▶ [Kutipan Teks]:
Industri 4.0 tentunya menjadi ajang baru sekaligus tantangan bagi subsektor akuakultur. Yaitu, bagaimana menciptakan sistem akuakultur yang efisien berbasis teknologi digital. “Tema ‘Transform Aquaculture Business Into Industry 4.0’ yang diangkat pada Aquatica Asia dan Indoaqua 2018 ini sangat tepat. Semoga event ini menjadi momentum sebagai titik tolak orientasi transformasi sistem akuakultur dari era konvensional ke era otomatisasi,” tandas Susi.

Aquatica Asia dan Indoaqua 2018 adalah pameran industri perikanan budidaya dan kelautan andalan Indonesia. Indoaqua merupakan kegiatan rutin tahunan yang diselenggarakan Direktorat Jenderal perikanan Budidaya (DJPB), Kementerian Kelautan dan perikanan (KKP). Penyelenggaraan Indoaqua terakhir pada 2016 bersamaan dengan kegiatan Asia Pacific Aquaculture (APA) 2016 di Surabaya, Jawa Timur.

Tahun ini, KKP menggandeng PT Permata Kreasi Media dan Trobos Communication (TComm) dalam penyelenggaraan Indoaqua dengan menambahkan nama pameran menjadi Aquatica Asia dan Indoaqua 2018. Pameran terbagi dalam 5 rangkaian kegiatan yang saling terkait yakni exhibition & conference, tehnical presentation, invesment forum, startup of digital technology, dan job fair

“Harapannya pameran ini benar-benar tidak hanya berkomitmen mendorong pengembangan komoditas unggulan perikanan nasional dengan memamerkan produk – produk perikanan saja. Tetapi juga sebagai ajang bagi para stakeholders akuakultur/pelaku industri perikanan untuk bertemu, melakukan transaksi bisnis, kerjasama bisnis, penjajakan peluang ekspor, pencapaian kesepakatan kerjasama dan menampilkan perkembangan teknologi terkini perikanan baik di dalam negeri maupun luar negeri,” ungkap Ruri sarasono, Direktur PT Permata Kreasi Media.

▶ [Soal Latihan]:
1 – Menurut kutipan pada paragraf terakhir teks tentang Aquatica Asia dan Indoaqua 2018, pameran itu menjadi ajang bagi para stakeholders akuakultur untuk melakukan apa saja? Sebutkan semuanya.
2 – Kumpulkan setiap baris data yang memuat kata "hillside".

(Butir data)
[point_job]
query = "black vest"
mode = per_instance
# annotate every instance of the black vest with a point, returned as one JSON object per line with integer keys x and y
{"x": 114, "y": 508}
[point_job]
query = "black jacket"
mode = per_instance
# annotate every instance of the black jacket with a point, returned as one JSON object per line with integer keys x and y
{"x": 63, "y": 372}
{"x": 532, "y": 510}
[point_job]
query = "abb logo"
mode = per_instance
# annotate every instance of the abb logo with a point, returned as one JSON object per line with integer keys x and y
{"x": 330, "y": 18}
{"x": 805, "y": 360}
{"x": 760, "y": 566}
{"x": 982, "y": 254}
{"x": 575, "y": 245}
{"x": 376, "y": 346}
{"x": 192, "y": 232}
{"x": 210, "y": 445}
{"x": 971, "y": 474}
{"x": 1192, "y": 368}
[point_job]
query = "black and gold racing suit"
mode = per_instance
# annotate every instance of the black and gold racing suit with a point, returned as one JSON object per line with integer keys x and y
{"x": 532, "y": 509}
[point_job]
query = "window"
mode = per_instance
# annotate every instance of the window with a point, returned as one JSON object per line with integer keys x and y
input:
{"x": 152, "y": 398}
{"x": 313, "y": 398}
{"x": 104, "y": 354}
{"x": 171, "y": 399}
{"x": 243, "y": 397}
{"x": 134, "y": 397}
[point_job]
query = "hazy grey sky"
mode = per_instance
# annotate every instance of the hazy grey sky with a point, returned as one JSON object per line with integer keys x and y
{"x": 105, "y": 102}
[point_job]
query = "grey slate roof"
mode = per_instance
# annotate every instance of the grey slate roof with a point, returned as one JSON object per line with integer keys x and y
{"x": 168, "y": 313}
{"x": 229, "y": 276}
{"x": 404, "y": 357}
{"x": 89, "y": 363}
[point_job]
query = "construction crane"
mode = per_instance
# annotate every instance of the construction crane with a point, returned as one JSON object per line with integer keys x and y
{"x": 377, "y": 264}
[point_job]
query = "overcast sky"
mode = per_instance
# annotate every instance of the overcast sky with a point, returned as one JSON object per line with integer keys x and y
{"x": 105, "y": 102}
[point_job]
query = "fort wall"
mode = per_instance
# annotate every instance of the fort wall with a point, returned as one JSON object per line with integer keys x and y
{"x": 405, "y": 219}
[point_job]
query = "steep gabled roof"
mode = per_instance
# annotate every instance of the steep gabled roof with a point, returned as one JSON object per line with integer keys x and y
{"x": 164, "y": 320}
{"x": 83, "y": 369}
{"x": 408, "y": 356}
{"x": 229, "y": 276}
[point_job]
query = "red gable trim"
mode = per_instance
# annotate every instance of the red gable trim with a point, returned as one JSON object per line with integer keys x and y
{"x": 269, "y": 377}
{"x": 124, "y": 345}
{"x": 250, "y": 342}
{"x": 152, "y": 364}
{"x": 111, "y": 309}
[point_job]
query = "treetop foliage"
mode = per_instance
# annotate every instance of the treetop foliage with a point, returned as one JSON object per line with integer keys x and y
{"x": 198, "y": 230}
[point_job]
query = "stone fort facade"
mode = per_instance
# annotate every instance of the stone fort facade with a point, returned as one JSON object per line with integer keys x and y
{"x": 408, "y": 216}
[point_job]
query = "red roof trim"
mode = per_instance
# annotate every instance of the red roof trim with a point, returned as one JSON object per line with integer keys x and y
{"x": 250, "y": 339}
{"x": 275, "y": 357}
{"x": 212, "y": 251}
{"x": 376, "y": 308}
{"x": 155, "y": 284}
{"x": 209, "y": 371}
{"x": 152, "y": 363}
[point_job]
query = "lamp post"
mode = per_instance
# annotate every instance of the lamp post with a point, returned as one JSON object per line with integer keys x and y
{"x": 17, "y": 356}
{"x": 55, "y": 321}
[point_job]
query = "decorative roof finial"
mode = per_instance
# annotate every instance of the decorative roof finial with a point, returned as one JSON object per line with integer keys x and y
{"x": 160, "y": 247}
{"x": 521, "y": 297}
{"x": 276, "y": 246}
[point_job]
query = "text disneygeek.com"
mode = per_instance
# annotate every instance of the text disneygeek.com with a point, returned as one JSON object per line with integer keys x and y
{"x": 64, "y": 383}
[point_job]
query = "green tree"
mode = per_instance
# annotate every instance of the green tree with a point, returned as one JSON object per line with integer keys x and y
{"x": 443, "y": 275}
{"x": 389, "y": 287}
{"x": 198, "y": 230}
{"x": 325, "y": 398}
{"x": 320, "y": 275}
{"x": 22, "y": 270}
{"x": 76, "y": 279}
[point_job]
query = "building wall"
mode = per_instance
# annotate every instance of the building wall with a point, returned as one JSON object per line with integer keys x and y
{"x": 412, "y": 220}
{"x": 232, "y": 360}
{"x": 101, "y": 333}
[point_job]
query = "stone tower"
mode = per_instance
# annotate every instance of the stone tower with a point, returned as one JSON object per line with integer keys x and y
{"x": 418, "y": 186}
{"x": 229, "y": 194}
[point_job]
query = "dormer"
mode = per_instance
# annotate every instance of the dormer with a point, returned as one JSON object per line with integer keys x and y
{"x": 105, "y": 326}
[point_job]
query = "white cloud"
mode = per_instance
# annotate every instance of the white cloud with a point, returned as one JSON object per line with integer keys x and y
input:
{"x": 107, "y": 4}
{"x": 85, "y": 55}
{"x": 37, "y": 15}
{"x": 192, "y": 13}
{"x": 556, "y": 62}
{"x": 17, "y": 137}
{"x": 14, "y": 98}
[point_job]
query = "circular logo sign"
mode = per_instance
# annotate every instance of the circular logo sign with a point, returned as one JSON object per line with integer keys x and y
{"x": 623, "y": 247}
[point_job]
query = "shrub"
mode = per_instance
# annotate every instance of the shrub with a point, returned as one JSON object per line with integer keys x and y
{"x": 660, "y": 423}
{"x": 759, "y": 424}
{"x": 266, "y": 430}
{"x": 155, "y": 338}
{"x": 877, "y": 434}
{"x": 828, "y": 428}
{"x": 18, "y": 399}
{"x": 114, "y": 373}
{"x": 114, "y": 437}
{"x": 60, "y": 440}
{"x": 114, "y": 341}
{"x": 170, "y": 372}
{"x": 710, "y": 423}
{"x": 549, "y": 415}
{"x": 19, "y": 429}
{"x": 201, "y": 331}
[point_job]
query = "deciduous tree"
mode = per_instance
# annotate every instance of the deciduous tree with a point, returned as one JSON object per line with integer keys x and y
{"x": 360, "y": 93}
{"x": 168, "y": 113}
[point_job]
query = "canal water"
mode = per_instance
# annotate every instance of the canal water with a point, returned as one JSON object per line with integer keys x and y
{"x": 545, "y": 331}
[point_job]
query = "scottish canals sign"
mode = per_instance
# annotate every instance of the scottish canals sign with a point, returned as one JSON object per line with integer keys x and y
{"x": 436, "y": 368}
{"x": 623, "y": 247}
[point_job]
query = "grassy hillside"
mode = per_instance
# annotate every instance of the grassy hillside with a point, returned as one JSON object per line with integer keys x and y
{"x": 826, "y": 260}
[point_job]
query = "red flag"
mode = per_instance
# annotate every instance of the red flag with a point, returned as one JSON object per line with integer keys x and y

▶ [Kunci Jawaban]:
1 –
- bertemu
- melakukan transaksi bisnis
- kerjasama bisnis
- penjajakan peluang ekspor
- pencapaian kesepakatan kerjasama
- menampilkan perkembangan teknologi terkini perikanan baik di dalam negeri maupun luar negeri

2 –
query = "grassy hillside"
# annotate every instance of the grassy hillside with a point, returned as one JSON object per line with integer keys x and y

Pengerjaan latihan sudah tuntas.